* **Excerpts of location labeling data**
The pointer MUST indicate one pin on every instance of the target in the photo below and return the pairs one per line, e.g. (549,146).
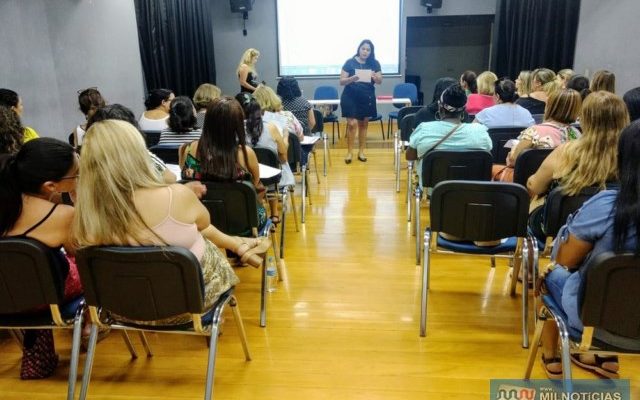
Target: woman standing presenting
(358,99)
(247,75)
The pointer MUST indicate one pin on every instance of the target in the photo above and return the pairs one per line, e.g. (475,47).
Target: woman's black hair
(506,90)
(156,97)
(627,206)
(9,98)
(372,55)
(252,116)
(38,161)
(182,117)
(580,84)
(288,88)
(11,131)
(469,77)
(632,100)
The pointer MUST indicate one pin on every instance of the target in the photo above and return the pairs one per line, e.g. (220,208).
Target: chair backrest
(142,283)
(151,137)
(447,165)
(167,153)
(29,276)
(326,93)
(405,90)
(481,211)
(407,125)
(610,297)
(528,163)
(499,137)
(317,114)
(558,206)
(232,207)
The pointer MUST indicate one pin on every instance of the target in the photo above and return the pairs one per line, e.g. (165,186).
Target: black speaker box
(240,5)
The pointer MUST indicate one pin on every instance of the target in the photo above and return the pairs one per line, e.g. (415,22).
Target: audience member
(31,179)
(468,82)
(505,113)
(484,98)
(10,99)
(182,122)
(89,100)
(292,100)
(632,100)
(429,112)
(158,104)
(202,98)
(603,80)
(607,222)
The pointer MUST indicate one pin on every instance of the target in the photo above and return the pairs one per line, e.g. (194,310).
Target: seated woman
(561,111)
(221,154)
(31,178)
(202,98)
(149,212)
(89,100)
(505,113)
(182,122)
(158,104)
(292,100)
(587,162)
(10,99)
(477,102)
(265,135)
(606,222)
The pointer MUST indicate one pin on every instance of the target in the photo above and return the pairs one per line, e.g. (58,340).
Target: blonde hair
(592,159)
(524,88)
(486,83)
(247,59)
(603,80)
(114,164)
(205,94)
(267,98)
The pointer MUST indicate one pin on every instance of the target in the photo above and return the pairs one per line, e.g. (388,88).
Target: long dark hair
(222,133)
(252,115)
(11,131)
(38,161)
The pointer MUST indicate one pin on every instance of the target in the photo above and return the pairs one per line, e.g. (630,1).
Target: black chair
(478,211)
(528,163)
(446,165)
(29,278)
(167,153)
(234,211)
(150,284)
(608,310)
(151,137)
(499,137)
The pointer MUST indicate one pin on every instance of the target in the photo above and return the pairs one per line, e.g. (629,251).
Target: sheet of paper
(364,75)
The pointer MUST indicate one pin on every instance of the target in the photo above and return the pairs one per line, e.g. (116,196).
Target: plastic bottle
(272,275)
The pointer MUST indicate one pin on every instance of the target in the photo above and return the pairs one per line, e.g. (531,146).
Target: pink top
(176,233)
(478,102)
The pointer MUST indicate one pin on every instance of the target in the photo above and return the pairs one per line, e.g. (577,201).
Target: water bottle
(272,275)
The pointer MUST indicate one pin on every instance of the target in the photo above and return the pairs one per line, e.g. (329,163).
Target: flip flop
(602,366)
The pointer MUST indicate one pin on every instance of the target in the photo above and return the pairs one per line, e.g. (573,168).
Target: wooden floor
(343,324)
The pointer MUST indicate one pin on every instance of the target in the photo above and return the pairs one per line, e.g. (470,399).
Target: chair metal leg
(88,364)
(425,283)
(240,326)
(145,344)
(127,341)
(533,351)
(75,356)
(211,362)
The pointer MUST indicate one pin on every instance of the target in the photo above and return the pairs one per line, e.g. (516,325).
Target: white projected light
(317,37)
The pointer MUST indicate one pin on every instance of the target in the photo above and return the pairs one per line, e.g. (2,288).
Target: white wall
(607,39)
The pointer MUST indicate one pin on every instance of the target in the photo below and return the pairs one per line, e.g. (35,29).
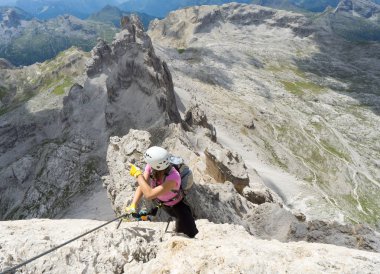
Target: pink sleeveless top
(173,176)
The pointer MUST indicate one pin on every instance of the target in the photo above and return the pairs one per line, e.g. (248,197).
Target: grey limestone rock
(224,165)
(127,86)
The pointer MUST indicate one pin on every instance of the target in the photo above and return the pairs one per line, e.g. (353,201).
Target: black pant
(185,222)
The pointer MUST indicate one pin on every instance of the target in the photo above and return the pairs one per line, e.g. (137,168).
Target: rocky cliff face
(223,198)
(144,248)
(309,92)
(59,152)
(364,8)
(23,40)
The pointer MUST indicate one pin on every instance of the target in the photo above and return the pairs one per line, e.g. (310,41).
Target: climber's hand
(130,209)
(134,170)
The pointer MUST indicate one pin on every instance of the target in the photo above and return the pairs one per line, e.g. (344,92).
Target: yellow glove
(134,171)
(130,209)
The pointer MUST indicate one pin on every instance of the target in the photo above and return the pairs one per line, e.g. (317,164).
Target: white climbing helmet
(157,158)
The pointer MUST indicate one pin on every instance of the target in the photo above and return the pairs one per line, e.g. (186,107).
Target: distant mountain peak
(362,8)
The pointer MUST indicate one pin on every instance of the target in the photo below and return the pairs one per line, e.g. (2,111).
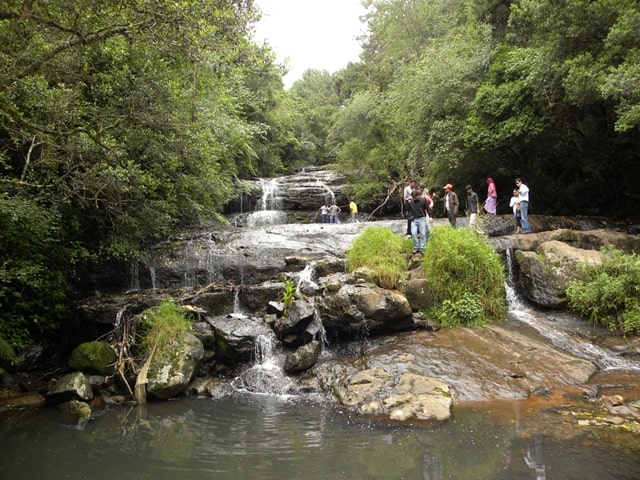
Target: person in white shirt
(523,197)
(514,203)
(406,196)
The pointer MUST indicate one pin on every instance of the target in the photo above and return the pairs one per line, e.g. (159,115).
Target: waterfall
(266,375)
(561,329)
(269,210)
(305,282)
(134,276)
(330,196)
(237,311)
(119,315)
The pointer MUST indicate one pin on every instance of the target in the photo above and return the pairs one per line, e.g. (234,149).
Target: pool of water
(269,437)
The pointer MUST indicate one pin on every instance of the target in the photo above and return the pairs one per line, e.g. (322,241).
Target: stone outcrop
(73,386)
(360,310)
(94,357)
(385,357)
(547,262)
(398,396)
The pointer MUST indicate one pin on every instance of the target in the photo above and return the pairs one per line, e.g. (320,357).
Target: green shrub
(164,327)
(383,252)
(465,278)
(609,294)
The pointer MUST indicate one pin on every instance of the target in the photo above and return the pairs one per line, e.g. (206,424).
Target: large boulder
(361,310)
(74,386)
(303,358)
(94,357)
(546,273)
(237,338)
(397,396)
(170,375)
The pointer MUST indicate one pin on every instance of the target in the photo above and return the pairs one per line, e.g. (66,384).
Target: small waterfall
(562,330)
(266,375)
(269,207)
(237,311)
(134,276)
(119,315)
(152,274)
(305,282)
(330,196)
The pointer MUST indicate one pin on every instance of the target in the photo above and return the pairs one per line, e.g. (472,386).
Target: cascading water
(266,375)
(563,330)
(305,282)
(269,207)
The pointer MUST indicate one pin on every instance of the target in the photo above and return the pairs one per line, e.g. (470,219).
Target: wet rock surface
(337,341)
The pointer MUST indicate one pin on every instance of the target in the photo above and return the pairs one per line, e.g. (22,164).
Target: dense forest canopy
(122,121)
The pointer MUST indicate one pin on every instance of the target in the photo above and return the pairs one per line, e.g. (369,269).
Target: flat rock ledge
(397,396)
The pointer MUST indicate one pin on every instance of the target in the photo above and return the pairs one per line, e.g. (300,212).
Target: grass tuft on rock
(465,278)
(609,294)
(383,253)
(164,327)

* **REQUIRED TASK**
Please reproduce the part of the records that opens with the line containing "line, e.g. (320,357)." and runs through the end of the records, with every line kept, requests included. Offset each number in the answer coordinates by -141, and leave the sample coordinates inside the requests unchanged.

* **WRITTEN SOLUTION**
The pointer MUST indicate one pin on every instance of the target in the photo above and return the pairs one per line, e.g. (320,357).
Target: green shrub
(23,186)
(242,111)
(324,137)
(468,153)
The pointer MUST indicate one pin on every instance of the target in the photo above and return the pairs one per line, e.g. (206,424).
Target: large boulder
(220,169)
(-67,245)
(162,217)
(-47,216)
(405,132)
(96,197)
(256,255)
(29,234)
The pointer MUST indicate one pin on every instance of the target in the photo above and return the pairs one per line, e.g. (66,384).
Target: small waterfall
(421,189)
(125,234)
(128,66)
(96,170)
(-7,135)
(-22,174)
(11,133)
(164,141)
(189,55)
The pointer MUST indicate one pin on every instance of the target in the photo above and return the pairs one per line, e.g. (472,386).
Target: cascading water
(125,234)
(422,189)
(164,141)
(128,66)
The pointer MUST indicate one pin on every instance of the target in the photo above and return the pairs one per line, e.g. (470,219).
Target: wet rock surface
(196,200)
The pointer MUST indicate one pin on every instance of the target in the photo above and return the pairs one per line, e.g. (22,164).
Target: dense forest canopy
(-19,-20)
The pointer MUST indicate one pin on every instance of the target in the photo above and return the pairs one per line, e.g. (369,269).
Target: flat rock ledge
(256,255)
The pointer MUST indicate one pin on every instance of the target in the photo above and return the pairs one per line, e.g. (300,212).
Target: grass tuft on rock
(324,137)
(468,153)
(242,112)
(23,186)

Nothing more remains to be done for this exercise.